We're losing control of the airplane.
We lost all control of the airplane.
We don't understand anything.
We've tried everything.
You've tried nothing, and we're all out of ideas.

(02:01:15):
You've tried nothing, and we're all out of ideas.
You haven't tried pitching down, asshole.
You haven't tried everything.
You've just tried point the nose at space, and then you gave up.
One detail that we should emphasize again is that the stall warning is going the whole
time.
Over and over again, you just hear a very bored British man saying, stall, stall.

(02:01:41):
It's also shouting dual input, dual input quite a lot as well.
Meanwhile, the whole time the airplane is still nose high, falling like a brick, neither
Bonin nor Robert trust their instruments, even though actually most of their instruments
are valid at this point.
Bonin said he had no vertical speed indicator, and he and Robert both said they had no more

(02:02:02):
displays, but as far as we know, everything was working.
And again, the airspeed indication was accurate again by this point.
So Robert says, we're pulling.
What do you think about?
What do you think?
What do we need to do?
And then Dubois says, there, I don't know.
It's going down.
Excellent addition, Captain D. I'm glad we've gotten you out of bed.

(02:02:22):
You are a real value add in the situation.
In all seriousness, him saying it's going down was a pretty valuable thing because at
this point Bonin is so confused.
We're not even entirely sure if he understood that the plane was in fact descending.
And actually another fucked up thing that was going on here is that when the angle of
attack went above a certain value and the airspeeds became temporarily invalid due to

(02:02:47):
being less than the static pressure, as I described earlier, that also caused the flight
director to disappear and the stall warning to stop.
Because again, the readings are absurd, it can't do anything based on these.
But sometimes Bonin would pitch forward a little bit and the angle of attack would decrease

(02:03:07):
just enough to make the data valid again.
And then the stall warning would come back and the flight director would return commanding
the same 12 degrees nose up it's been commanding this whole time.
So it's been suggested that this cycle was programming Bonin with a Pavlovian reaction
to pull back up every time he started to pitch down.
Which maybe, but we don't really know what he was thinking.

(02:03:29):
At this point the cockpit descends to even further chaos beyond the chaos it was already
in.
So Captain Dubois says, the wings to flat horizon, the standby horizon.

• RECORD EXCERPTS:
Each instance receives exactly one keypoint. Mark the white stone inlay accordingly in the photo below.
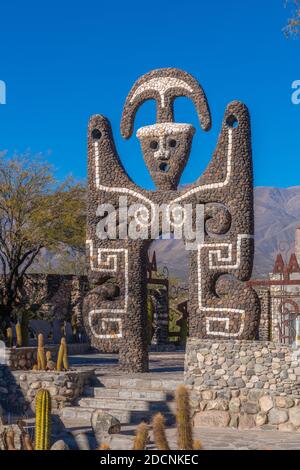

---

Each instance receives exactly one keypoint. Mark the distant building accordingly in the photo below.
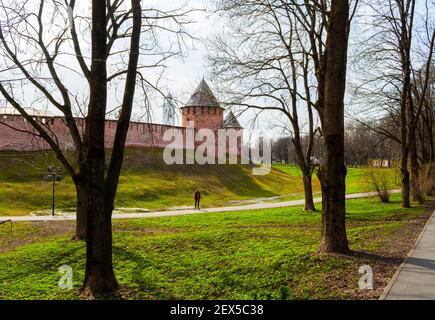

• SET EXERCISE 1: Output the part of the transcript about the stalled airplane starting at "What do we need" and ending at "in fact descending.".
• SET EXERCISE 2: Go on with the transcript about the stalled airplane from the point where it stops.
The records are separate material, apart from the transcript about the stalled airplane.

• ANSWER 1:
What do we need to do?
And then Dubois says, there, I don't know.
It's going down.
Excellent addition, Captain D. I'm glad we've gotten you out of bed.

(02:02:22):
You are a real value add in the situation.
In all seriousness, him saying it's going down was a pretty valuable thing because at
this point Bonin is so confused.
We're not even entirely sure if he understood that the plane was in fact descending.

• ANSWER 2:
The horizon?
Speed?
You're climbing.
You're going down, down, down.
Am I going down now?
Go down!
No, you're climbing.
I'm climbing.

(02:03:49):
Okay, so we're going down?
Okay, what are we here?
On altitude, what do we have here?
It's impossible.
Okay, we're in toga.
What do you mean on altitude?
Yeah, yeah, yeah, I'm going down, no?
You're going down, yes.
Hey you, you're in get the wings horizontal.
Get the wings horizontal.
That's what I'm trying to do, I'm at the limit with the roll.

(02:04:11):
We lost it all, I've got nothing here.
We're there, we're passing level 100.
It's pretty evident from the CVR transcript that for almost the entire length of the descent,
no one in the cockpit had any situational awareness.
Bonnard and Robert continue to trigger the dual input warnings.
Bonnard continued to not understand why they're descending.
And finally, Dubois figures it out at around 9,000 feet, which is way too late because

(02:04:37):
Bonnard said at that point, hey, I've had my stick back this whole time.
And so, Dubois yells at Bonnard to stop trying to climb.
And then Robert demands the controls and he pitches down a little bit, reaching an almost
level pitch attitude.
But actually, and actually at one point, they were even about five degrees nose down, although

(02:05:00):
still stalled.
But then Bonnard just started pulling it back again without saying anything.
And it wouldn't have mattered anyway because they hadn't had enough altitude to recover
since about the time Captain Dubois came back anyway.
So at a few thousand feet, the ground proximity warning system goes off and Bonnard and Robert
start pulling up because as Bonnard says, we have to, we're at 4,000 feet.

(02:05:23):
To which Captain Dubois says, go on, pull, as though he's totally resigned himself to
their collective fate.
And then in the last moments, Bonnard says, we're going to crash, this can't be true,
but what's happening?
And then Dubois ordered 10 degrees pitch attitude.
And then two seconds later, still in a mostly wings level nose high orientation, they hit
the water with a descent rate of around 11,000 feet per minute.

(02:05:48):
And all 228 people on board were killed instantly.
So next slide.
So let's talk about the aftermath.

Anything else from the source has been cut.